** Start of Excerpt provided **

Re: [AMBER] Sander.MPI parallel run

From: Ross Walker <ross.rosswalker.co.uk>
Date: Thu, 20 Oct 2011 09:33:14 -0700

Hi Lianhu,

> I have been struggling with my MD simulation using sander.MPI for many
> days. Tried many ways, but still can not figure out why my parallel
> running
> is not speed up. Using 2 nodes, is faster than using 1 node. But when
> I
> used 8 nodes, the speed is similar as using 1 node. My system have
> 101,679
> atoms. The following is the detail of my tests.

This is normal for sander. It generally won't scale much beyond 32 cores or
so and especially with these multicore boxes that have a large number of
cores in a single box but do not have a corresponding interconnect to match.

You don't say what your interconnect is. If it is infiniband then you are in
with a shot. If it something else then all bets are off.

A few suggestions:
 
> #PBS -v LD_LIBRARY_PATH=/home/appmgr/Software/Openmpi/openmpi-
> 1.4.3/exe/lib

Consider using MVAPICH instead of openmpi. It generally performs better and
is optimized for infiniband.

> #PBS -l select=8:ncpus=8

I assume you have 8 real cores per node and not 4 cores and 4 hyperthreads?
- Check this.

> #PBS -l select=arch=linux
> #PBS -l place=scatter

I am not sure what the 'scatter' implies here for thread placement. It is
probably better just to remove this line all together and use whatever the
default placement is.

> export OMP_NUM_THREADS=64
> ##unset OMP_NUM_THREADS

This does absolutely nothing for sander.

** End of Excerpt provided **
** Start of Stored records **

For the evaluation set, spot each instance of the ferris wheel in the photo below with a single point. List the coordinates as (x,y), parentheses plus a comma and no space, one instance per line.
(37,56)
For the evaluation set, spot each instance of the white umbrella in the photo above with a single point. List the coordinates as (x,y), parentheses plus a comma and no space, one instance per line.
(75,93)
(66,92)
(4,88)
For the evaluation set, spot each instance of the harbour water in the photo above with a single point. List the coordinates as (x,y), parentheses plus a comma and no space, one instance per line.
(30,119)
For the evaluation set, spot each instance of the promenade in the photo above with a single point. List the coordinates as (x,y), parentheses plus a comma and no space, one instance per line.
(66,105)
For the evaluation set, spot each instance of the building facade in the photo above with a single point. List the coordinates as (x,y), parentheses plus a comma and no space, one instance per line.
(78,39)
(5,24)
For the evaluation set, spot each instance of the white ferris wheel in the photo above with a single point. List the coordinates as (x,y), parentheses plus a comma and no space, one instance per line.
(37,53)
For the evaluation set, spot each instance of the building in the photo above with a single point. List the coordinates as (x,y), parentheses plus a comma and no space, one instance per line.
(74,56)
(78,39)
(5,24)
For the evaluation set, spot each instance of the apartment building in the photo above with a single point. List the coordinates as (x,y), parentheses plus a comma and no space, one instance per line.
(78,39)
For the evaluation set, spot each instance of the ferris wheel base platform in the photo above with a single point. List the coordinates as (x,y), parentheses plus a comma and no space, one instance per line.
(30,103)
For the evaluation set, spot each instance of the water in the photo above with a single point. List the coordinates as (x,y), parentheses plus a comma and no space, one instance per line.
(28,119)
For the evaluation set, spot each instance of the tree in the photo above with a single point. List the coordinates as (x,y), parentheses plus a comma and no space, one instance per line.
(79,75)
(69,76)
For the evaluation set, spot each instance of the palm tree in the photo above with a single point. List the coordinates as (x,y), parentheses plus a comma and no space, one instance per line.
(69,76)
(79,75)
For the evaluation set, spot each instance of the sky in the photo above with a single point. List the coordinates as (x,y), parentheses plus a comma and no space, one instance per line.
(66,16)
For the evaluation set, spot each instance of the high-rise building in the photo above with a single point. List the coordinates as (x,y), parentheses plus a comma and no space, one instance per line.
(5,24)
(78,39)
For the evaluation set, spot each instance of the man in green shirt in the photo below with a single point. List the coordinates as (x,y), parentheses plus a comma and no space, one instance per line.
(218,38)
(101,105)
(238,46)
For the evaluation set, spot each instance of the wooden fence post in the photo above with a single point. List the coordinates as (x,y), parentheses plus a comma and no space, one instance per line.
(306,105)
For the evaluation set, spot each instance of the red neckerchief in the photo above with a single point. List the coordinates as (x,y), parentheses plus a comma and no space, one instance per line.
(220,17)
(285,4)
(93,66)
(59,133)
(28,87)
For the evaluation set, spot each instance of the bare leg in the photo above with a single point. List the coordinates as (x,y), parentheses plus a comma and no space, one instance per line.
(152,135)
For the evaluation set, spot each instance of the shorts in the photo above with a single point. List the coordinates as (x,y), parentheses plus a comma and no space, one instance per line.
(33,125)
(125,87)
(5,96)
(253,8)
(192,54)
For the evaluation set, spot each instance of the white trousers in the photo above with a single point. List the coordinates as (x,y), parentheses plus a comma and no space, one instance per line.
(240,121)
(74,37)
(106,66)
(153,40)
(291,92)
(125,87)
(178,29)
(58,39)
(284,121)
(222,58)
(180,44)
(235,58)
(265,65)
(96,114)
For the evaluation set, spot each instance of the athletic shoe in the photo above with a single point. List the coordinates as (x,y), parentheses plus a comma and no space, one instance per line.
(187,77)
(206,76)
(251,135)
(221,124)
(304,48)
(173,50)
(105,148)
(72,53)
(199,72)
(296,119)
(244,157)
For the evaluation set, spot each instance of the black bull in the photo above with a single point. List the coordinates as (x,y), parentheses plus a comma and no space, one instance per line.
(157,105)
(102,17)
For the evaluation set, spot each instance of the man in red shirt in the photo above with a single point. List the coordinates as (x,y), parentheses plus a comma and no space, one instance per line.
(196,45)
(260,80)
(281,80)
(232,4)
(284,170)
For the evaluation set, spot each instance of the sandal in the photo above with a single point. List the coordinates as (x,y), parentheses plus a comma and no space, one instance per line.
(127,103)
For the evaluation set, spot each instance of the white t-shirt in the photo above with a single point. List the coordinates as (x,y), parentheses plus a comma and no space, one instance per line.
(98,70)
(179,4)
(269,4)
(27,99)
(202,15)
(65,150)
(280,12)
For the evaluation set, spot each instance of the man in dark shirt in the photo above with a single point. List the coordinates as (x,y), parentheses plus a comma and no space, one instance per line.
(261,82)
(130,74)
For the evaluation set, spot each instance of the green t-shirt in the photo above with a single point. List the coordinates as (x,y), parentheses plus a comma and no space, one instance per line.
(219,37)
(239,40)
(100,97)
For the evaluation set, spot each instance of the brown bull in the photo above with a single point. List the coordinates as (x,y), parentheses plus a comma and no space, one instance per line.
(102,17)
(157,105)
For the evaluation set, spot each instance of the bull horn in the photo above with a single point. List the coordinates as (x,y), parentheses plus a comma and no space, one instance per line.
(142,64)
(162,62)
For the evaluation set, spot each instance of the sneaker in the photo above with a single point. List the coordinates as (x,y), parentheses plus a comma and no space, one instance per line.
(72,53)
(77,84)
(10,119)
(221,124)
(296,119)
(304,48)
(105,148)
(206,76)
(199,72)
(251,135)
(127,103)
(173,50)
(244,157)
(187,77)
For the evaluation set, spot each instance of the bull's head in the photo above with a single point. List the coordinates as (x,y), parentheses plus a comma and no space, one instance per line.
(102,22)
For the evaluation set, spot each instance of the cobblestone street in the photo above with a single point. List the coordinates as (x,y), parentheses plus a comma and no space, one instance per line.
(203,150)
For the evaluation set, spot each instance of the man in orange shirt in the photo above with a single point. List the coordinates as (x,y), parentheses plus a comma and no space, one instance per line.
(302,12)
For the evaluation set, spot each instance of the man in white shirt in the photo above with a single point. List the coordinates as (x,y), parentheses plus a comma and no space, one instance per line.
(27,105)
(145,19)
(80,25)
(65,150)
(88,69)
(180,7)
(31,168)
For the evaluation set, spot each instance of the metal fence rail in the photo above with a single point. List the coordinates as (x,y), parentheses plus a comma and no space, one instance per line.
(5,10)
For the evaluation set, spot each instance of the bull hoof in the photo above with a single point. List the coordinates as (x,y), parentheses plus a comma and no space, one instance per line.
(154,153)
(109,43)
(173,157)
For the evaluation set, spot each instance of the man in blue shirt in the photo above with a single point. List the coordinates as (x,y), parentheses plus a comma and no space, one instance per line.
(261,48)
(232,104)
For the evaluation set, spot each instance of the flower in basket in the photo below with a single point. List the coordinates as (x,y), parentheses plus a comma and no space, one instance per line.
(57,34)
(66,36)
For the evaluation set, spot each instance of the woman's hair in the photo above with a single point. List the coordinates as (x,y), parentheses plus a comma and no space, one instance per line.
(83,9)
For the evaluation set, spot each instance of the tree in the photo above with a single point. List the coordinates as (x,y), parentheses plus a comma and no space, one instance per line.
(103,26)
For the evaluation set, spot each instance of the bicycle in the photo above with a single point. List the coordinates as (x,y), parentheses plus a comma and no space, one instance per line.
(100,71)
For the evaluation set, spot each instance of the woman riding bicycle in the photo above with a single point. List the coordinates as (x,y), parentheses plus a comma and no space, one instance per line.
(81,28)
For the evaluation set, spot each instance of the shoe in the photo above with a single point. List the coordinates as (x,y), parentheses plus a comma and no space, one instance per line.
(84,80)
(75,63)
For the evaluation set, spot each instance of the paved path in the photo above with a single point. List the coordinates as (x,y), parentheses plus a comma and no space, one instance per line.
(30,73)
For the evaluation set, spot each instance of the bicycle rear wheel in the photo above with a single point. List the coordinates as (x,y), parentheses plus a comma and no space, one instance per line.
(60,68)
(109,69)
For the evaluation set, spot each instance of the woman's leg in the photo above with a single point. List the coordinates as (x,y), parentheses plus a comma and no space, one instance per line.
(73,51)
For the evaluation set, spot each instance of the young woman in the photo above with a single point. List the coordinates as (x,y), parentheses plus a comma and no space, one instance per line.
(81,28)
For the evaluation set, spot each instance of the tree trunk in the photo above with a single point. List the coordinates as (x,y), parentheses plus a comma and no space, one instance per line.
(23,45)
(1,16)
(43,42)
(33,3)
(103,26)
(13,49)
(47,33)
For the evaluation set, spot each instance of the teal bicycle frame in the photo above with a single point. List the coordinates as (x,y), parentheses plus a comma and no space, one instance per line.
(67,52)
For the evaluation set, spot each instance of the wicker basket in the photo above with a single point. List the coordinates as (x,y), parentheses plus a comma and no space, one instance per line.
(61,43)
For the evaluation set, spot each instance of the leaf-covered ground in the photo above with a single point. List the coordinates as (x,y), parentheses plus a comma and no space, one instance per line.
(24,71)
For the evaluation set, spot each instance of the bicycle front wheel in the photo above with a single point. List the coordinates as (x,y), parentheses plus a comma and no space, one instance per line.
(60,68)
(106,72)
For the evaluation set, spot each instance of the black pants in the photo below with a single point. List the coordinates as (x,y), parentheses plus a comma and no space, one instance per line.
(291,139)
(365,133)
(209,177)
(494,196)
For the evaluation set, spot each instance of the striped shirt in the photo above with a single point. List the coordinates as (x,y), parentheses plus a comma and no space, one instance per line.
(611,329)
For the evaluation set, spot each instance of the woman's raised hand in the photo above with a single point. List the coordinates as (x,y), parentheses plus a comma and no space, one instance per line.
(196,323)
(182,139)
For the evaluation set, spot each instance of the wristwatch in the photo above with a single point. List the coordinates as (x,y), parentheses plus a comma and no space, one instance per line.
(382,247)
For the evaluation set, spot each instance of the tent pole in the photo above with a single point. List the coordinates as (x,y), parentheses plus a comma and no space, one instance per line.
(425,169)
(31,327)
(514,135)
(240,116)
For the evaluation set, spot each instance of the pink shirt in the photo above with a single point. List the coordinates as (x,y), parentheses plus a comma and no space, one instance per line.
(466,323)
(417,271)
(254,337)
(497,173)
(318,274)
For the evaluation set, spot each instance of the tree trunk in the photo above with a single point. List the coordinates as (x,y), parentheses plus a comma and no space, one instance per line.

** End of Stored records **

In the mailing-list reply about sander.MPI, what does the writer suggest using instead of openmpi? The material has no connection to the mailing-list reply.

▸ **Expected answer**: MVAPICH, which generally performs better and is optimized for infiniband.